* START Text provided *
There seemed to be a lot of chat about the travails of backing up Windows 7, but more intriguing was some bar-room reminiscence over the “Croy hold”. While it sounded suspiciously like a mixed martial arts move, it was actually an ancient technique of cradling a crisp packet that ensured anyone dipping their hand in didn’t walk off with the whole bag. Useful knowledge indeed. With the mystery guest en route, a calm and collected Bulldosa led his merry band out the back of the Bon Accord and round the corner to reveal their handy destination: the mighty Madras Palace.
The name is new but the place has been around for a while. Formerly Panjea, and before that PJ’s (and before even that a garage), the current incarnation retains a selection of notable press clippings in the vestibule to attest to its spicy provenance. Inside, it’s a big, single room – large enough to accommodate a decent bar and a separate but notably comfortable-looking waiting area for those picking up takeaways. In a burst of initial enthusiasm, the Bulldosa had initially enquired about a table for eight or so but it looked like it would be another six-strong outing, although the promised wild card/wild rover had yet to materialise. The restaurant was pretty much empty but some inviting mood music and tantalising odours made it seem most welcoming.
* END Text provided *
* START Data lines *
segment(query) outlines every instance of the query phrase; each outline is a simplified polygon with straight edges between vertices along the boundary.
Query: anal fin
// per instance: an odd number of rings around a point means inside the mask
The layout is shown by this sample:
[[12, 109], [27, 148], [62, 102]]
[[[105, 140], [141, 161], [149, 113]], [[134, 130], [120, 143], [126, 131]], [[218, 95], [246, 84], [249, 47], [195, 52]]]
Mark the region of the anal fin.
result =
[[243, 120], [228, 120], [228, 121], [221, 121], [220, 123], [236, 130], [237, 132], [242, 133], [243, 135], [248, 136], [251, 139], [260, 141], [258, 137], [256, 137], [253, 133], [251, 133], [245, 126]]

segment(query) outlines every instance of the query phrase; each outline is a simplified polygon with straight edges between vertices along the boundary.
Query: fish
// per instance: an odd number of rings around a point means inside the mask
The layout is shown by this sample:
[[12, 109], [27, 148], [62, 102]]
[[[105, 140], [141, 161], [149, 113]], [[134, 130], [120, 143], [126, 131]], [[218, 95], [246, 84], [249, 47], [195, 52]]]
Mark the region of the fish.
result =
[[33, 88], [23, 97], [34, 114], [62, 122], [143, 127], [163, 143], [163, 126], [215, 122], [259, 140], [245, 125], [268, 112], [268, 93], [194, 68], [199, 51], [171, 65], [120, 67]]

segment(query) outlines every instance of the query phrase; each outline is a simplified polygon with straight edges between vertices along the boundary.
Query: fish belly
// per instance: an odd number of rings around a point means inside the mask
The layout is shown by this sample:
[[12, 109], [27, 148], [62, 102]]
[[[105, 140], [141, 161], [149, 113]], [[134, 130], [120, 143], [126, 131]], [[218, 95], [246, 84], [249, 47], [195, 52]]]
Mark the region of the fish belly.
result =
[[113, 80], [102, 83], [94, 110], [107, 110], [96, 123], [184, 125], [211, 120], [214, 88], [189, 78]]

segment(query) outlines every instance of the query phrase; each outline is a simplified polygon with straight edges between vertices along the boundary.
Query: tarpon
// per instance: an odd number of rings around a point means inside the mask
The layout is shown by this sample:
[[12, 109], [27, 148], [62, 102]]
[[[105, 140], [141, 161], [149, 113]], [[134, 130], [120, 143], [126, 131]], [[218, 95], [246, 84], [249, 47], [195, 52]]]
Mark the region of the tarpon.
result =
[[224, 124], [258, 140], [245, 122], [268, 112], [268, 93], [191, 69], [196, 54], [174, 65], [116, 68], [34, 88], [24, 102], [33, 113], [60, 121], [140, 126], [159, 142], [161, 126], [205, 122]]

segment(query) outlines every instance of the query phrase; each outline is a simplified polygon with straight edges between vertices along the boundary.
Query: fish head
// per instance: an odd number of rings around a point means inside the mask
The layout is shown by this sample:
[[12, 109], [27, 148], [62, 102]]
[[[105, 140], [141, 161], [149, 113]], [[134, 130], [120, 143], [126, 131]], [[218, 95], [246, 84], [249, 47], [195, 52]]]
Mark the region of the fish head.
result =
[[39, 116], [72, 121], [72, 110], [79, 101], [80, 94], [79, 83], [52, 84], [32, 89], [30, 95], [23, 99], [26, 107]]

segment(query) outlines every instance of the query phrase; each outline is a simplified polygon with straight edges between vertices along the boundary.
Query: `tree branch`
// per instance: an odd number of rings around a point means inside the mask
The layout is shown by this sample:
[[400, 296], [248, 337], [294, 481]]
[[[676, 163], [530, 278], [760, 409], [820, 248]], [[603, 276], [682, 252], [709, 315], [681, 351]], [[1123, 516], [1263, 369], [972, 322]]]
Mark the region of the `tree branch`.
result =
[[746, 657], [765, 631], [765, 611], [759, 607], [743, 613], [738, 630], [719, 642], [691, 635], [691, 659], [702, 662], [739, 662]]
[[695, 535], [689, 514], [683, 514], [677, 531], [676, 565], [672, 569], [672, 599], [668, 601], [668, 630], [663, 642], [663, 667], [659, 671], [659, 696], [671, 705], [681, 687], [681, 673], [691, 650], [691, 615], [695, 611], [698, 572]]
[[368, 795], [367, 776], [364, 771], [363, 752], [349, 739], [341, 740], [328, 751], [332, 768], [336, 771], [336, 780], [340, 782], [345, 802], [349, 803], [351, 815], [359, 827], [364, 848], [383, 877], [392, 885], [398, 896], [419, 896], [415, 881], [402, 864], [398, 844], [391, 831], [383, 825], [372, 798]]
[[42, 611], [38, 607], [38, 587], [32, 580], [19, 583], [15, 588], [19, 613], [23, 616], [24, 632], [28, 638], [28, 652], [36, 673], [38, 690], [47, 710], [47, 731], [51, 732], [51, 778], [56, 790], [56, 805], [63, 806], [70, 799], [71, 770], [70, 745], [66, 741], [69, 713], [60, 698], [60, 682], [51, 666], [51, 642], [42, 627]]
* END Data lines *
• Things to do
#1 From the Madras Palace passage, list every name the restaurant has gone by, including its current one.
#2 Duplicate the portion of the Madras Palace passage between "The name is" and "seem most welcoming.", inclusive.
The rows are a separate body of material from the Madras Palace passage.

• Responses
#1 Madras Palace, Panjea, PJ’s

#2
The name is new but the place has been around for a while. Formerly Panjea, and before that PJ’s (and before even that a garage), the current incarnation retains a selection of notable press clippings in the vestibule to attest to its spicy provenance. Inside, it’s a big, single room – large enough to accommodate a decent bar and a separate but notably comfortable-looking waiting area for those picking up takeaways. In a burst of initial enthusiasm, the Bulldosa had initially enquired about a table for eight or so but it looked like it would be another six-strong outing, although the promised wild card/wild rover had yet to materialise. The restaurant was pretty much empty but some inviting mood music and tantalising odours made it seem most welcoming.